— Start of EXCERPTED RECORDS —
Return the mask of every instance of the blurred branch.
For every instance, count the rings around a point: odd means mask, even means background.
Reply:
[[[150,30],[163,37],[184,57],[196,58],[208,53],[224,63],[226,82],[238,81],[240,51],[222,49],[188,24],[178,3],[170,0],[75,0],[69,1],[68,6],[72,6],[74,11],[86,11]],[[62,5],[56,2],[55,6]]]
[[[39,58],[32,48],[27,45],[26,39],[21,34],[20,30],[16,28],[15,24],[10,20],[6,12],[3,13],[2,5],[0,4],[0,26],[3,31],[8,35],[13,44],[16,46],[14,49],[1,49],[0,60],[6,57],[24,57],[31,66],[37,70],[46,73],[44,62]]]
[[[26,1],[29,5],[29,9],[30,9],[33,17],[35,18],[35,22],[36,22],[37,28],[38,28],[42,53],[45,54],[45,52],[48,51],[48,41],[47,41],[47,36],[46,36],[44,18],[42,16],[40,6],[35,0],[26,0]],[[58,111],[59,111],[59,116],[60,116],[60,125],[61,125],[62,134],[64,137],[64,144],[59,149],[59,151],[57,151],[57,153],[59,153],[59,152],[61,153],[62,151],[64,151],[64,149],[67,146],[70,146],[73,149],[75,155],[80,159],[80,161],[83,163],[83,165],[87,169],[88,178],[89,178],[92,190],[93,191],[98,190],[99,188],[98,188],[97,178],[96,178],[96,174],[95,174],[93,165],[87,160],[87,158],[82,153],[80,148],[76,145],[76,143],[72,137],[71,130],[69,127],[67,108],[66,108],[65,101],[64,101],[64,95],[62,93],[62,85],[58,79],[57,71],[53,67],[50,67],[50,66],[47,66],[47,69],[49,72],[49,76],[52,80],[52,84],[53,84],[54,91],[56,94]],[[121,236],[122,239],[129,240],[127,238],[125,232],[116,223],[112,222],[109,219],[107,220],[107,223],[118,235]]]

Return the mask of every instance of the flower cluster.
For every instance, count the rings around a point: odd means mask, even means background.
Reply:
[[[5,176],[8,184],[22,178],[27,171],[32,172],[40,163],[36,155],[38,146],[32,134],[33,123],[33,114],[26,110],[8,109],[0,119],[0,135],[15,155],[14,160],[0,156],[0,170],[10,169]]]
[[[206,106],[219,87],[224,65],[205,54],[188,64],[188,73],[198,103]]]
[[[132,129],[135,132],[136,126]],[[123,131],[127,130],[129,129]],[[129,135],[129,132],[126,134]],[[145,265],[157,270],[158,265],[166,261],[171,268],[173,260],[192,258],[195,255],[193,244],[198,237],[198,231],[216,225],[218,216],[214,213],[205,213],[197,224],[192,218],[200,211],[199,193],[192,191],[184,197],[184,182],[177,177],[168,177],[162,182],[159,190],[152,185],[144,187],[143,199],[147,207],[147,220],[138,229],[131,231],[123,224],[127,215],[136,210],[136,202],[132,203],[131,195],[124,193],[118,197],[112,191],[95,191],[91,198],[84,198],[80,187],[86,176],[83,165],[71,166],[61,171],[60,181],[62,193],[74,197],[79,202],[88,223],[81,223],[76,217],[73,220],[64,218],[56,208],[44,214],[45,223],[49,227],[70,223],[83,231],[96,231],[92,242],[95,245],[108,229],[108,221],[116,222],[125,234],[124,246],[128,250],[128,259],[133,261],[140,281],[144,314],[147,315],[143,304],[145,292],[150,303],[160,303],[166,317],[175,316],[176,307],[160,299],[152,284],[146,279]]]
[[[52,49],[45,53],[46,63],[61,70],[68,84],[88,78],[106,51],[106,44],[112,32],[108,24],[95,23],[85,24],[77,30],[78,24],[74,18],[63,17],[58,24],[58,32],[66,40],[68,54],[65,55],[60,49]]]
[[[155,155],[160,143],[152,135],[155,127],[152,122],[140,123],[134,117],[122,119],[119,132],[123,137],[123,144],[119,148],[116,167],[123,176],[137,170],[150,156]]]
— End of EXCERPTED RECORDS —
**WHAT THE TASK REQUIRES:**
Copy the material word for word, from the line with "Return the mask of every instance of the flower" through the end.

**FULL SOLUTION:**
Return the mask of every instance of the flower cluster.
For every instance, count the rings around a point: odd means mask, even means background.
Reply:
[[[5,176],[8,184],[22,178],[27,171],[32,172],[40,163],[36,155],[38,146],[32,134],[33,123],[33,114],[26,110],[8,109],[0,119],[0,135],[15,155],[14,160],[0,156],[0,170],[10,169]]]
[[[206,106],[219,87],[224,65],[205,54],[188,64],[188,73],[198,103]]]
[[[132,129],[135,132],[136,126]],[[123,131],[127,130],[129,129]],[[129,135],[129,132],[126,134]],[[145,265],[157,270],[158,265],[166,261],[171,268],[173,260],[192,258],[195,255],[193,244],[198,237],[198,231],[216,225],[218,216],[214,213],[205,213],[197,224],[192,218],[200,211],[199,193],[192,191],[184,197],[184,182],[177,177],[168,177],[162,182],[159,190],[152,185],[144,187],[143,199],[147,207],[147,220],[138,229],[131,231],[123,224],[127,215],[136,210],[136,202],[132,203],[131,195],[124,193],[118,197],[112,191],[95,191],[91,198],[84,198],[80,187],[86,176],[83,165],[71,166],[61,171],[60,181],[62,193],[74,197],[79,202],[88,223],[81,223],[76,217],[73,220],[64,218],[56,208],[44,214],[45,223],[49,227],[70,223],[83,231],[96,231],[92,242],[95,245],[108,229],[108,221],[116,222],[125,234],[124,246],[128,250],[128,259],[133,261],[140,281],[144,314],[147,315],[143,304],[145,292],[150,303],[160,303],[166,317],[175,316],[176,307],[160,299],[152,284],[146,279]]]
[[[52,49],[45,53],[46,63],[61,70],[68,84],[88,78],[106,51],[106,44],[112,32],[108,24],[95,23],[85,24],[77,30],[78,24],[74,18],[63,17],[58,24],[58,32],[66,40],[68,54],[65,55],[60,49]]]
[[[155,155],[160,143],[152,135],[155,127],[152,122],[140,123],[134,117],[122,119],[119,132],[123,137],[123,144],[119,148],[116,167],[123,176],[137,170],[150,156]]]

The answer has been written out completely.